Поставленная задача A >> Воспроизведите без изменений фрагмент исходного текста: начните с места, где стоят слова «Однако инакомыслящих в», и остановитесь после слов «Турция потеряет все.».
Поставленная задача B >> Перепишите дословно строки записей, начав с самой первой строки записей и остановившись после строки, в которой есть «(1017, 291)», включая обе границы. Изображения в ответ не включайте.

Исходный текст >>
* * * * * * * * *
Наряду с этим они наивно воспринимают самые нелепые, распространяемые среди них слухи о том, что император Вильгельм принял мусульманство, и немцы исповедуют религию, ничем от ислама не отличаующуюся. Мне сообщили, что в некоторых местах Констнатинополя происходили моления за германского императора, причем его поминали особенным присвоенным ему турецким именем».

Сыграло свою роль и то, что именно Германия принимала столь деятельно участие в укреплении турецкой армии и флота.

Однако инакомыслящих в Турции в то время хватало.

Одним из них был будущий герой Дарданелл и создатель Турецкой республики Кемаль Ататюрк.

Он вовсе не был убежден в безоговорочной победе Германии в будущей войне и считал, что в случае ее поражения Турция потеряет все.

Но если даже произойдет чудо и Германия победит, то Турции, предупреждал он, лучше не станет. Она просто-напросто превратится в ее сателлита.

«Я, — писал он в осенью 1914 году своему приятелю Салиху, — не разделяю мнения тех, кто считает, что немцы способны победить.

Это правда, что немцы маршируют к Парижу, уничтожая всё на своем пути. Тем не менее, русские продвигаются в Карпатах и теснят австрийцев, союзников Германии.

Это должно отвлечь часть сил германской армии, чтобы помочь австрийцам. Воспользовавшись этим, французы перейдут в наступление и потеснят немцев.
* * * * * * * * *
Сохранённые записи >>
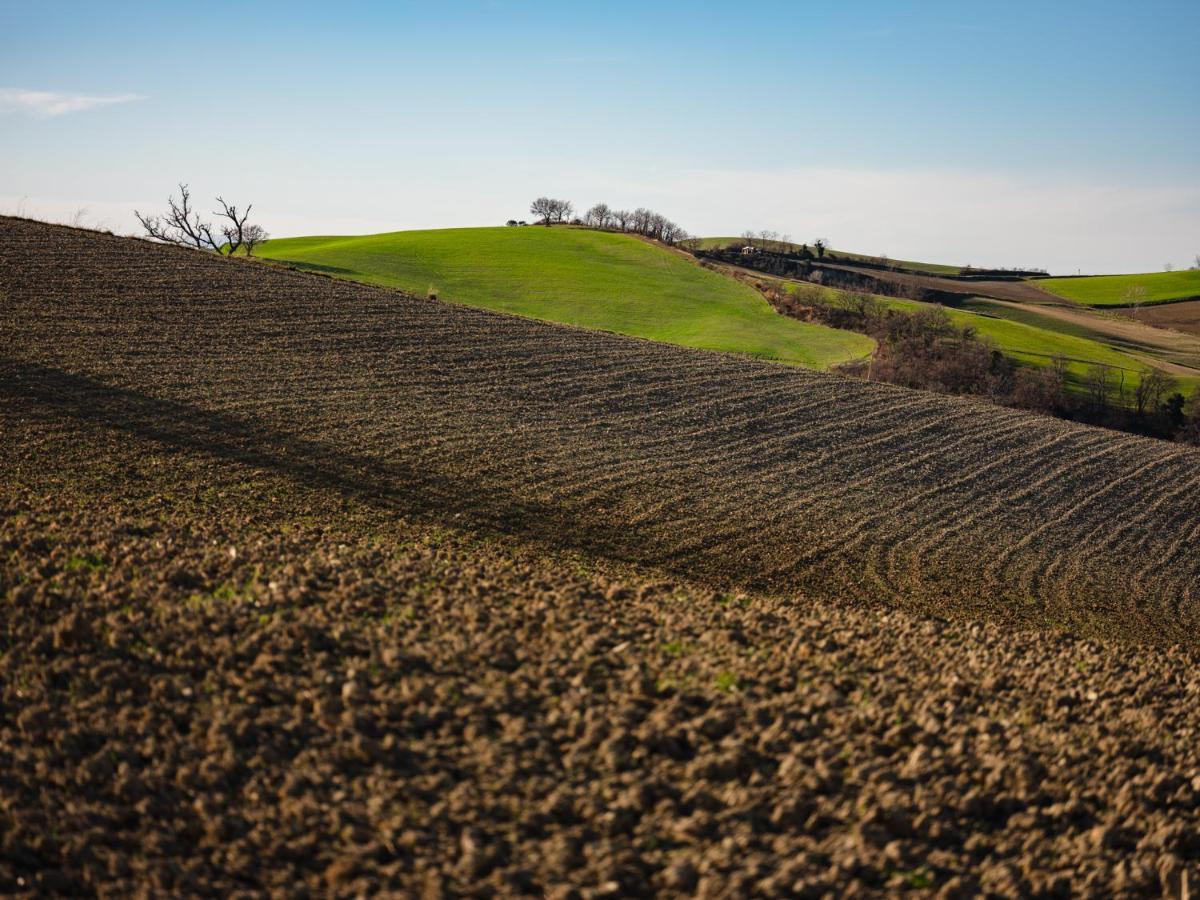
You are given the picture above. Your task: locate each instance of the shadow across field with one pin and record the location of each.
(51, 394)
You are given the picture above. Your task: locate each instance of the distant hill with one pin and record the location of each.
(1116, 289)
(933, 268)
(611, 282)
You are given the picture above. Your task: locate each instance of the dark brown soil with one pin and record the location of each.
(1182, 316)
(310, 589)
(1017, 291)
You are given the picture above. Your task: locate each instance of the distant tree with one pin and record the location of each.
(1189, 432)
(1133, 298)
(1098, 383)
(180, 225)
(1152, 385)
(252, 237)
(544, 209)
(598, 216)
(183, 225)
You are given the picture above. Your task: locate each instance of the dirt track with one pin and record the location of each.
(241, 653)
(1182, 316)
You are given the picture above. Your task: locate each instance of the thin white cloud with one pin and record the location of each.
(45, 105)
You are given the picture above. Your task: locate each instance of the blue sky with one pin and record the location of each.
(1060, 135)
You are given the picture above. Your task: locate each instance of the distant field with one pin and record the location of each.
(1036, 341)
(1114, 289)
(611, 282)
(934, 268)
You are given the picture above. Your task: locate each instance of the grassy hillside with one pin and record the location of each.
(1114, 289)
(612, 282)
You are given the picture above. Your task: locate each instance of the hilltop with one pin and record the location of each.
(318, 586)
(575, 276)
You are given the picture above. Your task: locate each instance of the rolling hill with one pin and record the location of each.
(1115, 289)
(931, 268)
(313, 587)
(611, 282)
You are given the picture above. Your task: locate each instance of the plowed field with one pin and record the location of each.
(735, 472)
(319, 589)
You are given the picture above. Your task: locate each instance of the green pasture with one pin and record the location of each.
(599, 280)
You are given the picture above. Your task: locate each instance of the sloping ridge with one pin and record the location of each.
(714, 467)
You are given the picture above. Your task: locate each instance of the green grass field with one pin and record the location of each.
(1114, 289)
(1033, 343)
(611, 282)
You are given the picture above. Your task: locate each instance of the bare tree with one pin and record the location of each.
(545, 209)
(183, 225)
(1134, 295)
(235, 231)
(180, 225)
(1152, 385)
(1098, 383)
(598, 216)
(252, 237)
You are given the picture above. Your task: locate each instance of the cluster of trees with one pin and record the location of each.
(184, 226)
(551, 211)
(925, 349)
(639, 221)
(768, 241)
* * * * * * * * *
Полный ответ A >>
Однако инакомыслящих в Турции в то время хватало.

Одним из них был будущий герой Дарданелл и создатель Турецкой республики Кемаль Ататюрк.

Он вовсе не был убежден в безоговорочной победе Германии в будущей войне и считал, что в случае ее поражения Турция потеряет все.

Полный ответ B >>
You are given the picture above. Your task: locate each instance of the shadow across field with one pin and record the location of each.
(51, 394)
You are given the picture above. Your task: locate each instance of the distant hill with one pin and record the location of each.
(1116, 289)
(933, 268)
(611, 282)
You are given the picture above. Your task: locate each instance of the dark brown soil with one pin and record the location of each.
(1182, 316)
(310, 589)
(1017, 291)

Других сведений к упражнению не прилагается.